━━━ DATA SUPPLIED ━━━

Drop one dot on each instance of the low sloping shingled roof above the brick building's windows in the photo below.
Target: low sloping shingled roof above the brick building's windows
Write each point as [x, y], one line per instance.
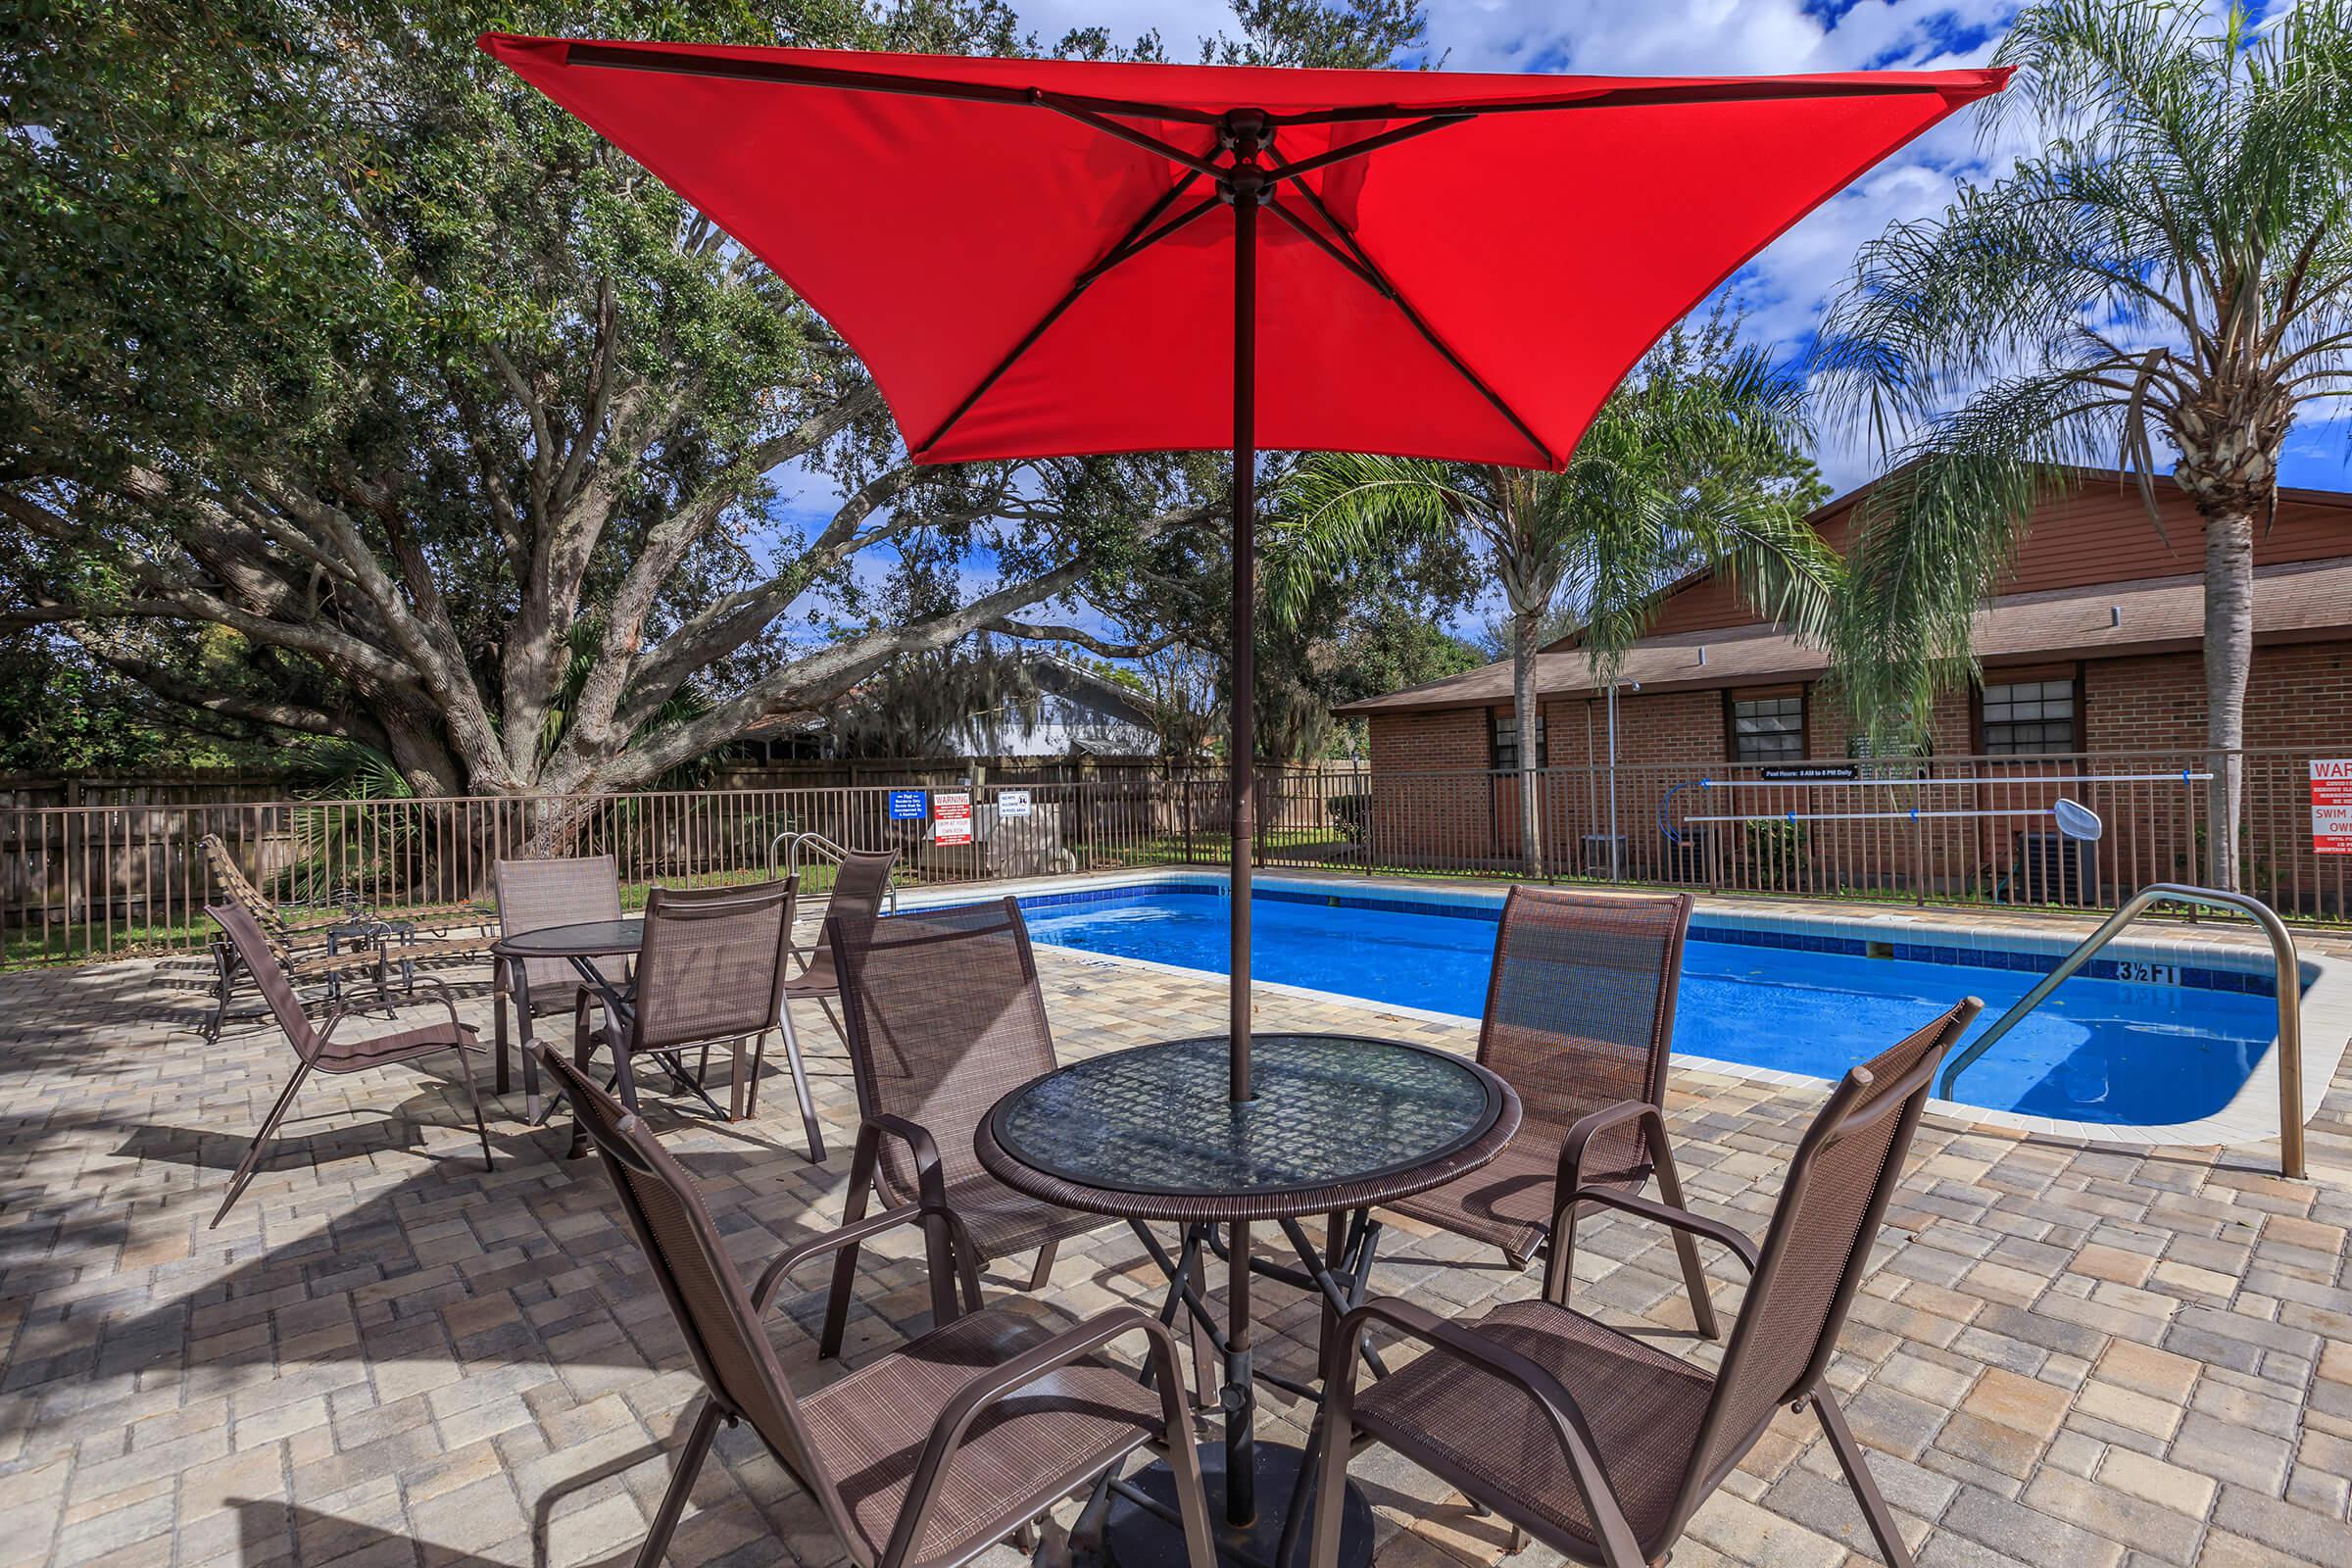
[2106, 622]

━━━
━━━ DATA SUPPLIED ━━━

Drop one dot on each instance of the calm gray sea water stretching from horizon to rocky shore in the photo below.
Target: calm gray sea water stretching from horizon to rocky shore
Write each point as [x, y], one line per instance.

━━━

### EXERCISE PROMPT
For the string "shore", find every line of the material that contains it, and copy each one.

### FINAL ANSWER
Drop one dot on each instance of the calm gray sea water stretching from horizon to rocky shore in the photo below.
Target: calm gray sea water stretching from horizon to rocky shore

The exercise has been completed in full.